**What is expected:** Copy the lines below without changing a single character.

**Dataset content:**
####
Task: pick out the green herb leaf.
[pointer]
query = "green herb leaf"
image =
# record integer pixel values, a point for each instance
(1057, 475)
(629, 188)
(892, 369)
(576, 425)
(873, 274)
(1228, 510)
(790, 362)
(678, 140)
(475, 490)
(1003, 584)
####
**Complete response:**
Task: pick out the green herb leaf.
[pointer]
query = "green herb leaf"
image =
# record integer pixel values, a point for each instance
(1057, 475)
(629, 188)
(892, 369)
(576, 425)
(873, 274)
(1228, 510)
(790, 362)
(678, 140)
(475, 490)
(1003, 584)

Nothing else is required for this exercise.